• Exercise goal: After going through the data below, state how many lines contain "roof", and nothing else.

Collected data

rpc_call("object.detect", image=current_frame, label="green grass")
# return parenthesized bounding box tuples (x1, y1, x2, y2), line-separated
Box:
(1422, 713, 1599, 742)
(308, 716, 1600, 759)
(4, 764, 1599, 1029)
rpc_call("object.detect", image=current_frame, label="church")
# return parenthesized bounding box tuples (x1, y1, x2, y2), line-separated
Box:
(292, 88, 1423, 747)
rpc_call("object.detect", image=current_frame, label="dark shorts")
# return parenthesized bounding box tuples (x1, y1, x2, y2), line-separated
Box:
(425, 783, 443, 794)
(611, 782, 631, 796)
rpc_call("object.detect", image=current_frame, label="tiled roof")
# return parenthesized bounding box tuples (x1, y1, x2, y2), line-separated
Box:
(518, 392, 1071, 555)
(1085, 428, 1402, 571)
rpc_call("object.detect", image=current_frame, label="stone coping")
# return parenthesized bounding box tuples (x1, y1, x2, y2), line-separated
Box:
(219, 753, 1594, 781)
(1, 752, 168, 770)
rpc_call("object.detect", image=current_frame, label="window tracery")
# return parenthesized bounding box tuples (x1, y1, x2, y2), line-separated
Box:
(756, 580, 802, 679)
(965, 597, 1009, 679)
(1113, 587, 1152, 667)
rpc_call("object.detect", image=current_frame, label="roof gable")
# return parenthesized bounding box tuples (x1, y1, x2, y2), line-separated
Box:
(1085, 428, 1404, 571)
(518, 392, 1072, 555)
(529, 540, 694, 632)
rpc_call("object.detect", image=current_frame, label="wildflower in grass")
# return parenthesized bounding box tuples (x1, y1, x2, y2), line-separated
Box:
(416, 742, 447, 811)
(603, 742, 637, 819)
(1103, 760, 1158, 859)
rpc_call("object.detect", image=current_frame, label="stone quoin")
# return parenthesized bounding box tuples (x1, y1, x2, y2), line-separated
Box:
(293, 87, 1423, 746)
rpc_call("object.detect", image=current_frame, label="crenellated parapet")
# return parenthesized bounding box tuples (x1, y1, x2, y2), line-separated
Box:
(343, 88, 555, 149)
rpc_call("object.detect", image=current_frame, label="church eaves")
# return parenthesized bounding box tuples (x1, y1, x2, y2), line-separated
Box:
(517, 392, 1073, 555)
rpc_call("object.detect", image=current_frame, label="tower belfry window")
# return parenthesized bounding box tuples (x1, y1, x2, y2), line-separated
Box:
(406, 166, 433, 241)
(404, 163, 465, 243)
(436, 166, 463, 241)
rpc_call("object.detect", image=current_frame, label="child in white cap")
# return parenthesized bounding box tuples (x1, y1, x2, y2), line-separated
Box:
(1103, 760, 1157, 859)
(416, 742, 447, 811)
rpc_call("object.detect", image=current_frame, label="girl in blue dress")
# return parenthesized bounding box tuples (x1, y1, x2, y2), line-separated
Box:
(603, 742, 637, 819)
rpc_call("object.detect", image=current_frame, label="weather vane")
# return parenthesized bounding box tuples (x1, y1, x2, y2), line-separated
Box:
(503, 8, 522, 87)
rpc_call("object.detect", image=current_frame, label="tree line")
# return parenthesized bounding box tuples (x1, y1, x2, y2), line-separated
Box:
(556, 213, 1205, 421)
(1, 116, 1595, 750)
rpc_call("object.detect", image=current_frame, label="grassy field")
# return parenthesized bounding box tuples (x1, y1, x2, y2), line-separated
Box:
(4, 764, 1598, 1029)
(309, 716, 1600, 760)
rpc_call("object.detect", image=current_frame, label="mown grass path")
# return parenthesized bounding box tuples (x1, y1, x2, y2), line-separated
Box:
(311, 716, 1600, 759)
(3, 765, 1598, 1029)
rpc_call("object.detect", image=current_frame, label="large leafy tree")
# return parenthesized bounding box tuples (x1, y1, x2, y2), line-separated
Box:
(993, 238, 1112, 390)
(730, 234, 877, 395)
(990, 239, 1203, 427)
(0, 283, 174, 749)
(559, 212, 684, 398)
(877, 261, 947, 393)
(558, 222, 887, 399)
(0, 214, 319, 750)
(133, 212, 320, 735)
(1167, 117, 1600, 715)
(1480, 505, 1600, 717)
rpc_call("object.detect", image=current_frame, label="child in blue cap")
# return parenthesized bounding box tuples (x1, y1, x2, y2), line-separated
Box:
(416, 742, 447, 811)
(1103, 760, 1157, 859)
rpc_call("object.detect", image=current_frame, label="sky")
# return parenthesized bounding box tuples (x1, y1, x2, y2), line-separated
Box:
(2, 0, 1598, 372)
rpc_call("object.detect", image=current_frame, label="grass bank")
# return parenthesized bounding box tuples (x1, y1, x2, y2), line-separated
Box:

• Response: 2